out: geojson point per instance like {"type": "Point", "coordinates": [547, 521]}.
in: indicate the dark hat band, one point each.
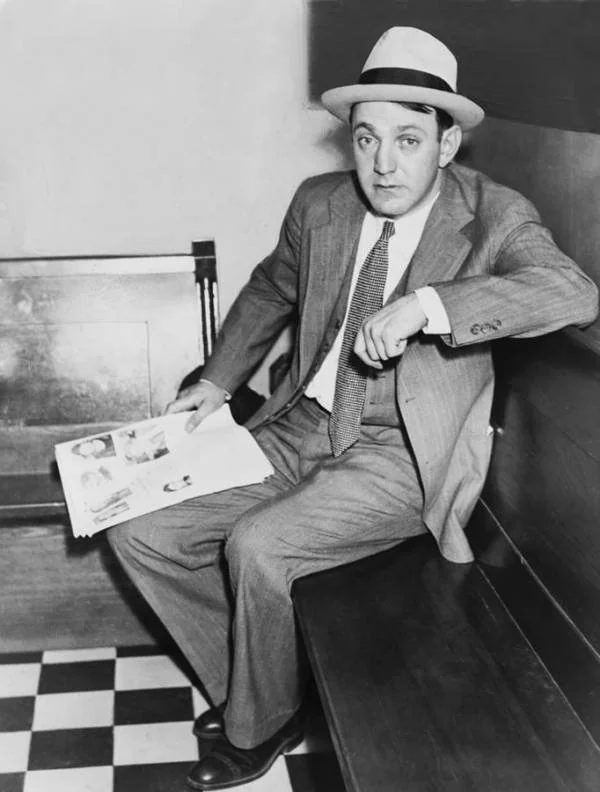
{"type": "Point", "coordinates": [404, 77]}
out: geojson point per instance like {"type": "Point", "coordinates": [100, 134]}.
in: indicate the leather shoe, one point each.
{"type": "Point", "coordinates": [227, 766]}
{"type": "Point", "coordinates": [210, 724]}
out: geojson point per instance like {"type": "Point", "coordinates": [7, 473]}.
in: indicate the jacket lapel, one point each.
{"type": "Point", "coordinates": [333, 243]}
{"type": "Point", "coordinates": [444, 244]}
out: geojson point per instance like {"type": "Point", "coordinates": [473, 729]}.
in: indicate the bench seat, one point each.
{"type": "Point", "coordinates": [428, 684]}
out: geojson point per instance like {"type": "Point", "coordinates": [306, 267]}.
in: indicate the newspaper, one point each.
{"type": "Point", "coordinates": [111, 477]}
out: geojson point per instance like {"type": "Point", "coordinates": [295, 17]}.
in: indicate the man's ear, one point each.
{"type": "Point", "coordinates": [449, 144]}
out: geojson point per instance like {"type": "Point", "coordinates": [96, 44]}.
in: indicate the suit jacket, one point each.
{"type": "Point", "coordinates": [497, 272]}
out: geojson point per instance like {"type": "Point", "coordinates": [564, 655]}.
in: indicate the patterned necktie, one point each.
{"type": "Point", "coordinates": [351, 380]}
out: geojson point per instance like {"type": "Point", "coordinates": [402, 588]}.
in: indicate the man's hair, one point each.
{"type": "Point", "coordinates": [444, 119]}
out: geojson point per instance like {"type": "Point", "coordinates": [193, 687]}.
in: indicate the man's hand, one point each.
{"type": "Point", "coordinates": [384, 334]}
{"type": "Point", "coordinates": [204, 398]}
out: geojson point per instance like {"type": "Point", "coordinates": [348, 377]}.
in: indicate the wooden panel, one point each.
{"type": "Point", "coordinates": [428, 685]}
{"type": "Point", "coordinates": [59, 592]}
{"type": "Point", "coordinates": [82, 350]}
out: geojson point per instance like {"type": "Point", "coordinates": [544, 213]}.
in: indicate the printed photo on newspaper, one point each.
{"type": "Point", "coordinates": [136, 469]}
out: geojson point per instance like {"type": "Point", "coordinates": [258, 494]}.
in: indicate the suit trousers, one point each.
{"type": "Point", "coordinates": [218, 569]}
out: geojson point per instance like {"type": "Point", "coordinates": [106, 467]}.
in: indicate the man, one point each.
{"type": "Point", "coordinates": [398, 276]}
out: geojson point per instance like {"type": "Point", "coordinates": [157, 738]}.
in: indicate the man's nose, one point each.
{"type": "Point", "coordinates": [385, 161]}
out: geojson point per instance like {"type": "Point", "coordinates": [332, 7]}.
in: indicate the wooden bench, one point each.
{"type": "Point", "coordinates": [86, 343]}
{"type": "Point", "coordinates": [485, 676]}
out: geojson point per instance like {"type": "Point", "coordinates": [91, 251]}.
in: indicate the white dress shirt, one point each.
{"type": "Point", "coordinates": [401, 247]}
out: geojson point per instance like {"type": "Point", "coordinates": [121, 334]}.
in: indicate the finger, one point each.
{"type": "Point", "coordinates": [361, 352]}
{"type": "Point", "coordinates": [196, 418]}
{"type": "Point", "coordinates": [378, 340]}
{"type": "Point", "coordinates": [393, 345]}
{"type": "Point", "coordinates": [369, 344]}
{"type": "Point", "coordinates": [181, 404]}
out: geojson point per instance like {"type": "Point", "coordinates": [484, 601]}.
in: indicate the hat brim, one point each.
{"type": "Point", "coordinates": [466, 113]}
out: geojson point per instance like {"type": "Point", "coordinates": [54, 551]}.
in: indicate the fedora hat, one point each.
{"type": "Point", "coordinates": [407, 65]}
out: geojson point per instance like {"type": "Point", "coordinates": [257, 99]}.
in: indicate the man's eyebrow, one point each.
{"type": "Point", "coordinates": [399, 128]}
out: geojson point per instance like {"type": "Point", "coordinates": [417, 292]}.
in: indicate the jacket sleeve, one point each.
{"type": "Point", "coordinates": [531, 288]}
{"type": "Point", "coordinates": [261, 310]}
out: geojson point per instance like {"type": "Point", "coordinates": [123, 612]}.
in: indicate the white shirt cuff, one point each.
{"type": "Point", "coordinates": [433, 308]}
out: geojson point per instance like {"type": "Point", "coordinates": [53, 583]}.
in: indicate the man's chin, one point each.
{"type": "Point", "coordinates": [391, 208]}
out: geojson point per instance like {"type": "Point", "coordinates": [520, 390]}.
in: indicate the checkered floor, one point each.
{"type": "Point", "coordinates": [116, 720]}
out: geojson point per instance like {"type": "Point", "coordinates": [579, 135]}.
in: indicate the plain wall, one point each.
{"type": "Point", "coordinates": [136, 126]}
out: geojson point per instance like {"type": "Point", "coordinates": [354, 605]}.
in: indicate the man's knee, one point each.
{"type": "Point", "coordinates": [252, 543]}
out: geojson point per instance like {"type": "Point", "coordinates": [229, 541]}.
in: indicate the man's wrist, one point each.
{"type": "Point", "coordinates": [437, 322]}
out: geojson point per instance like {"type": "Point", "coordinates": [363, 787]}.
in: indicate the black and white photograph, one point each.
{"type": "Point", "coordinates": [300, 395]}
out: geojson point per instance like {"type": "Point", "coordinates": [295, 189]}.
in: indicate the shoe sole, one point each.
{"type": "Point", "coordinates": [292, 742]}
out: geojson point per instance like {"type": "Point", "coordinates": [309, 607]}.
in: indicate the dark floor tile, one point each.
{"type": "Point", "coordinates": [151, 778]}
{"type": "Point", "coordinates": [153, 706]}
{"type": "Point", "coordinates": [72, 677]}
{"type": "Point", "coordinates": [12, 782]}
{"type": "Point", "coordinates": [20, 657]}
{"type": "Point", "coordinates": [314, 772]}
{"type": "Point", "coordinates": [71, 748]}
{"type": "Point", "coordinates": [138, 651]}
{"type": "Point", "coordinates": [16, 714]}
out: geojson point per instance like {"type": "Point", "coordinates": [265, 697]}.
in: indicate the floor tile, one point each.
{"type": "Point", "coordinates": [157, 671]}
{"type": "Point", "coordinates": [71, 677]}
{"type": "Point", "coordinates": [16, 714]}
{"type": "Point", "coordinates": [151, 743]}
{"type": "Point", "coordinates": [74, 710]}
{"type": "Point", "coordinates": [153, 706]}
{"type": "Point", "coordinates": [71, 748]}
{"type": "Point", "coordinates": [78, 655]}
{"type": "Point", "coordinates": [276, 780]}
{"type": "Point", "coordinates": [167, 777]}
{"type": "Point", "coordinates": [200, 703]}
{"type": "Point", "coordinates": [12, 782]}
{"type": "Point", "coordinates": [19, 679]}
{"type": "Point", "coordinates": [14, 749]}
{"type": "Point", "coordinates": [20, 657]}
{"type": "Point", "coordinates": [78, 779]}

=====

- **Given task**
Without the pictures, output the full listing exactly as it stands.

- **Task output**
out: geojson point per instance like {"type": "Point", "coordinates": [547, 521]}.
in: indicate the dark hat band, one point each.
{"type": "Point", "coordinates": [404, 77]}
out: geojson point per instance like {"type": "Point", "coordinates": [100, 134]}.
in: indicate the leather shoe, one point each.
{"type": "Point", "coordinates": [227, 766]}
{"type": "Point", "coordinates": [210, 724]}
out: geojson point per instance like {"type": "Point", "coordinates": [7, 473]}.
in: indicate the jacket lapel, one point each.
{"type": "Point", "coordinates": [333, 243]}
{"type": "Point", "coordinates": [444, 244]}
out: geojson point per instance like {"type": "Point", "coordinates": [473, 729]}.
in: indicate the bench seat, one point each.
{"type": "Point", "coordinates": [428, 684]}
out: geojson point per instance like {"type": "Point", "coordinates": [306, 267]}.
in: indicate the newspaper, one point each.
{"type": "Point", "coordinates": [111, 477]}
out: geojson point per instance like {"type": "Point", "coordinates": [295, 17]}.
in: indicate the man's ear, one point each.
{"type": "Point", "coordinates": [449, 144]}
out: geojson point per instance like {"type": "Point", "coordinates": [96, 44]}.
in: indicate the suit jacket, one point each.
{"type": "Point", "coordinates": [497, 272]}
out: geojson point per instance like {"type": "Point", "coordinates": [564, 655]}.
in: indicate the patterned necktie, one point each.
{"type": "Point", "coordinates": [351, 380]}
out: geojson point per instance like {"type": "Point", "coordinates": [402, 588]}.
in: indicate the man's hair, one point each.
{"type": "Point", "coordinates": [444, 119]}
out: geojson point per instance like {"type": "Point", "coordinates": [193, 687]}.
in: indicate the man's hand, one point each.
{"type": "Point", "coordinates": [384, 334]}
{"type": "Point", "coordinates": [204, 398]}
out: geojson point per instance like {"type": "Point", "coordinates": [348, 377]}.
in: indicate the wooden panel, one point each.
{"type": "Point", "coordinates": [428, 685]}
{"type": "Point", "coordinates": [59, 592]}
{"type": "Point", "coordinates": [82, 350]}
out: geojson point per instance like {"type": "Point", "coordinates": [544, 213]}.
in: indicate the printed photo on newspaper, one point each.
{"type": "Point", "coordinates": [136, 469]}
out: geojson point per instance like {"type": "Point", "coordinates": [258, 494]}.
in: indicate the suit trousers, one point each.
{"type": "Point", "coordinates": [218, 569]}
out: geojson point per instance like {"type": "Point", "coordinates": [106, 467]}.
in: indicate the man, one point each.
{"type": "Point", "coordinates": [398, 276]}
out: geojson point per instance like {"type": "Point", "coordinates": [157, 738]}.
in: indicate the man's nose, one point each.
{"type": "Point", "coordinates": [385, 161]}
out: geojson point per instance like {"type": "Point", "coordinates": [332, 7]}.
in: indicate the wooden bench, one point each.
{"type": "Point", "coordinates": [86, 343]}
{"type": "Point", "coordinates": [485, 676]}
out: geojson point per instance like {"type": "Point", "coordinates": [91, 251]}.
in: indicate the white dress shirt, one point each.
{"type": "Point", "coordinates": [401, 247]}
out: geojson point per instance like {"type": "Point", "coordinates": [121, 334]}.
in: indicate the finger, one point each.
{"type": "Point", "coordinates": [361, 352]}
{"type": "Point", "coordinates": [196, 418]}
{"type": "Point", "coordinates": [378, 340]}
{"type": "Point", "coordinates": [393, 345]}
{"type": "Point", "coordinates": [369, 344]}
{"type": "Point", "coordinates": [181, 404]}
out: geojson point per instance like {"type": "Point", "coordinates": [484, 601]}.
in: indicate the hat brim, one point each.
{"type": "Point", "coordinates": [466, 113]}
out: geojson point per instance like {"type": "Point", "coordinates": [54, 551]}.
in: indicate the fedora hat, one point each.
{"type": "Point", "coordinates": [407, 65]}
out: geojson point per instance like {"type": "Point", "coordinates": [257, 99]}.
in: indicate the man's eyebrow, one point each.
{"type": "Point", "coordinates": [399, 128]}
out: geojson point per instance like {"type": "Point", "coordinates": [417, 292]}.
in: indicate the jacket sleeve, one point each.
{"type": "Point", "coordinates": [531, 288]}
{"type": "Point", "coordinates": [261, 310]}
out: geojson point per instance like {"type": "Point", "coordinates": [123, 612]}.
in: indicate the white shirt cuff, one point each.
{"type": "Point", "coordinates": [433, 308]}
out: geojson point per instance like {"type": "Point", "coordinates": [53, 583]}.
in: indicate the man's chin, one point each.
{"type": "Point", "coordinates": [391, 208]}
out: geojson point per instance like {"type": "Point", "coordinates": [520, 390]}.
in: indicate the checkered floor, one point each.
{"type": "Point", "coordinates": [116, 720]}
out: geojson point per instance like {"type": "Point", "coordinates": [579, 135]}.
in: indicate the plain wall, one point each.
{"type": "Point", "coordinates": [136, 126]}
out: geojson point per instance like {"type": "Point", "coordinates": [354, 605]}.
in: indicate the man's knee, one point each.
{"type": "Point", "coordinates": [252, 543]}
out: geojson point per instance like {"type": "Point", "coordinates": [229, 541]}.
in: indicate the man's wrist, one point each.
{"type": "Point", "coordinates": [437, 322]}
out: geojson point per instance like {"type": "Point", "coordinates": [363, 787]}.
in: indicate the black and white photograph, one point each.
{"type": "Point", "coordinates": [300, 395]}
out: geojson point per instance like {"type": "Point", "coordinates": [295, 189]}.
in: indicate the shoe sole, one point each.
{"type": "Point", "coordinates": [292, 742]}
out: geojson point per instance like {"type": "Point", "coordinates": [309, 607]}.
in: indicate the dark floor tile, one point each.
{"type": "Point", "coordinates": [151, 778]}
{"type": "Point", "coordinates": [153, 706]}
{"type": "Point", "coordinates": [72, 677]}
{"type": "Point", "coordinates": [12, 782]}
{"type": "Point", "coordinates": [20, 657]}
{"type": "Point", "coordinates": [314, 772]}
{"type": "Point", "coordinates": [71, 748]}
{"type": "Point", "coordinates": [138, 651]}
{"type": "Point", "coordinates": [16, 714]}
out: geojson point per instance like {"type": "Point", "coordinates": [265, 697]}.
in: indicate the floor tile, one point each.
{"type": "Point", "coordinates": [157, 671]}
{"type": "Point", "coordinates": [71, 677]}
{"type": "Point", "coordinates": [16, 714]}
{"type": "Point", "coordinates": [151, 743]}
{"type": "Point", "coordinates": [74, 710]}
{"type": "Point", "coordinates": [153, 706]}
{"type": "Point", "coordinates": [71, 748]}
{"type": "Point", "coordinates": [78, 655]}
{"type": "Point", "coordinates": [276, 780]}
{"type": "Point", "coordinates": [167, 777]}
{"type": "Point", "coordinates": [200, 703]}
{"type": "Point", "coordinates": [12, 782]}
{"type": "Point", "coordinates": [19, 679]}
{"type": "Point", "coordinates": [14, 749]}
{"type": "Point", "coordinates": [20, 657]}
{"type": "Point", "coordinates": [78, 779]}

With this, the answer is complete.